■ Exercise material:

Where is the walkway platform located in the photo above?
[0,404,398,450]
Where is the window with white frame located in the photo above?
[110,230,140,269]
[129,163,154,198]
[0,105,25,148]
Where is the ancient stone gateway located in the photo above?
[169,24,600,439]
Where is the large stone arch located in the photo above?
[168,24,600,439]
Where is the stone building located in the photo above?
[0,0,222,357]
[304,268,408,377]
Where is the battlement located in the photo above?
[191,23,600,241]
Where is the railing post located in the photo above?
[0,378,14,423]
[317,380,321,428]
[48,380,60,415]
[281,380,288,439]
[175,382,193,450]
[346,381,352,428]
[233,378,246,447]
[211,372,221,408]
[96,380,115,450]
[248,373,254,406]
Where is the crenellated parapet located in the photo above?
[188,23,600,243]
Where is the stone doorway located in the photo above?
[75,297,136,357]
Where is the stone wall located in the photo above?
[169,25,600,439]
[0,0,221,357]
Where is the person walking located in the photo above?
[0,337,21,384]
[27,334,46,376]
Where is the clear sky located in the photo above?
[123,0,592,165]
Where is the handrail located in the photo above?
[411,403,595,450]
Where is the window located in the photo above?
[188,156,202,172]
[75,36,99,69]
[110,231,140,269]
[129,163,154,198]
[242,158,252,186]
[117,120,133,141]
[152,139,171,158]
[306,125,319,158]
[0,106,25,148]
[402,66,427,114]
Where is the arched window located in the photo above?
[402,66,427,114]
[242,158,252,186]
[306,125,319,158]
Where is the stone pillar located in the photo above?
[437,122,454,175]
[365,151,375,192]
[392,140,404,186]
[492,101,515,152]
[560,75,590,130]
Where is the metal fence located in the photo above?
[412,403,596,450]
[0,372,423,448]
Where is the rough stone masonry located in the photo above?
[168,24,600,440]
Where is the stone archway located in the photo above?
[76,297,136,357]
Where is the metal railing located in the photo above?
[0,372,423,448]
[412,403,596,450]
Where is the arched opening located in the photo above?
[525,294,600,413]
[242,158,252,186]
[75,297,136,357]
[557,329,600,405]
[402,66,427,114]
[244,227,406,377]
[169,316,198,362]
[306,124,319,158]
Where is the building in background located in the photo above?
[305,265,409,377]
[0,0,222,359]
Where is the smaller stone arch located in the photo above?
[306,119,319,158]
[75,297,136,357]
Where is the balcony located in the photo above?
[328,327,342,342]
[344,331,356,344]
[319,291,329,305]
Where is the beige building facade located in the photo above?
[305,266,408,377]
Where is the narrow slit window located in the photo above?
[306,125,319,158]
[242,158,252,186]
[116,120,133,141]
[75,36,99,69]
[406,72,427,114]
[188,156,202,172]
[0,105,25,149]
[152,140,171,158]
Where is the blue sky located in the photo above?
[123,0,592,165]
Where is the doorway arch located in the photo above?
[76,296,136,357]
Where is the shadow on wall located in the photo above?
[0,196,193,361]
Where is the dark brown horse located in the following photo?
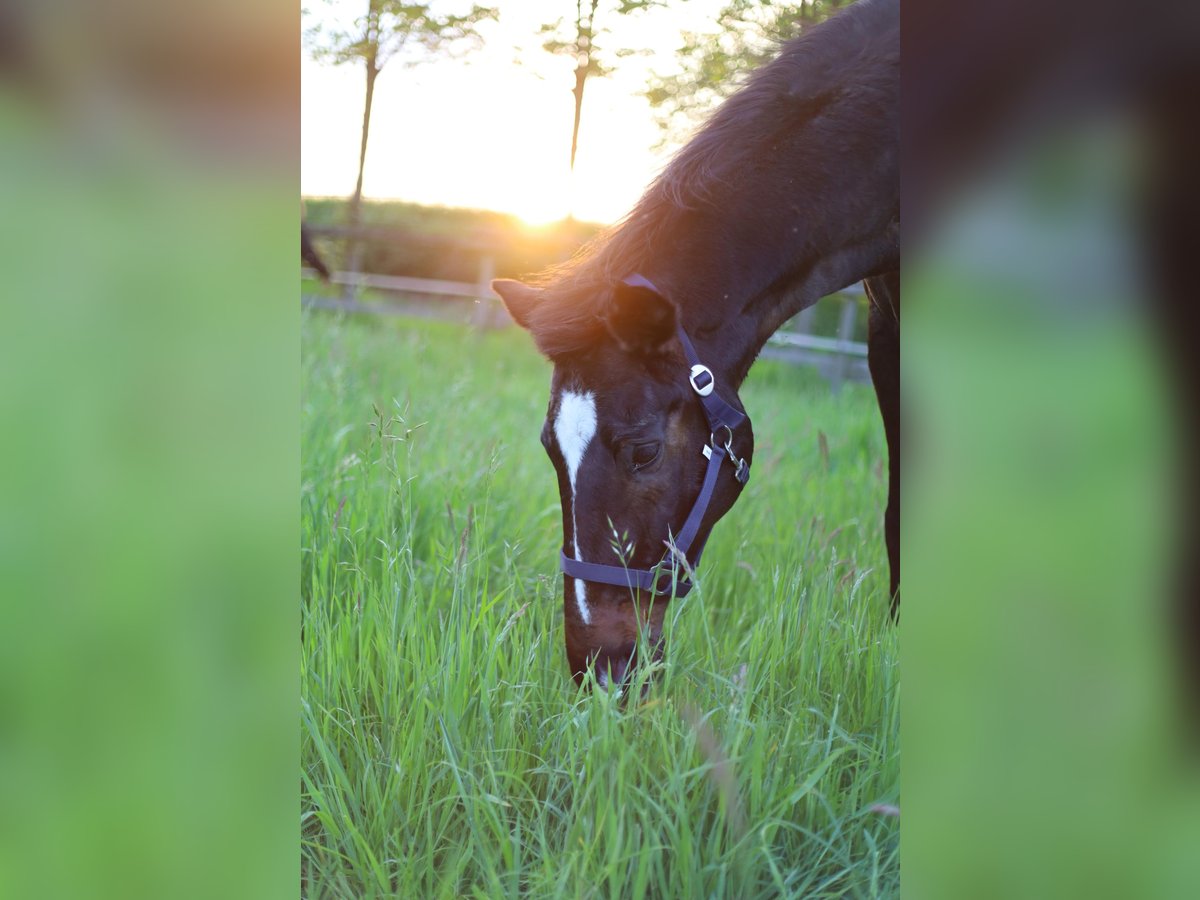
[493,0,900,684]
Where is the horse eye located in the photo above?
[629,440,662,472]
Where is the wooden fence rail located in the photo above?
[301,264,870,389]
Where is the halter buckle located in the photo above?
[688,362,716,397]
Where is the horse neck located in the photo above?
[650,222,899,386]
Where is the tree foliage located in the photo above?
[646,0,852,143]
[305,0,497,74]
[305,0,498,285]
[540,0,665,170]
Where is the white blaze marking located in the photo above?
[554,390,596,625]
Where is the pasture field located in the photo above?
[300,313,900,898]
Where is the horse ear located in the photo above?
[492,278,542,331]
[605,284,676,353]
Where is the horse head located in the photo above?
[493,276,754,688]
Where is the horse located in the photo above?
[492,0,900,689]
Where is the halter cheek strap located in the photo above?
[559,275,750,596]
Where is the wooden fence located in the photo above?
[301,228,870,389]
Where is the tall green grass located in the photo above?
[300,313,899,898]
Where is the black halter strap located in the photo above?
[559,275,750,596]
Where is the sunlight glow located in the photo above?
[300,2,712,226]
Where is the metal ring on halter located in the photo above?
[708,425,734,448]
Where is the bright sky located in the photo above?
[300,0,720,224]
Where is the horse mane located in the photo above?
[520,0,899,358]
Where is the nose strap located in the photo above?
[559,275,750,598]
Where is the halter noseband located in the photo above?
[559,275,750,596]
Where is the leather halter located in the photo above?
[559,275,750,596]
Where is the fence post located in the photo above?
[470,253,500,328]
[829,293,858,391]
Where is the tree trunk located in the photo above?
[342,59,379,300]
[571,66,588,173]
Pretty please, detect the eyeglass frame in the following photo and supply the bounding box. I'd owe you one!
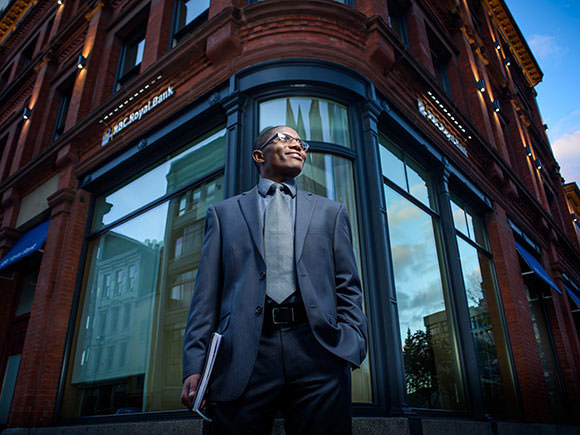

■ Required task:
Identify each line in the data above that contains the word "building", and copy every such line in full.

■ Finished answer:
Where is the stone building located in the photo above?
Where is the building in background located in the photo above?
Where is the beige building facade located in the photo above?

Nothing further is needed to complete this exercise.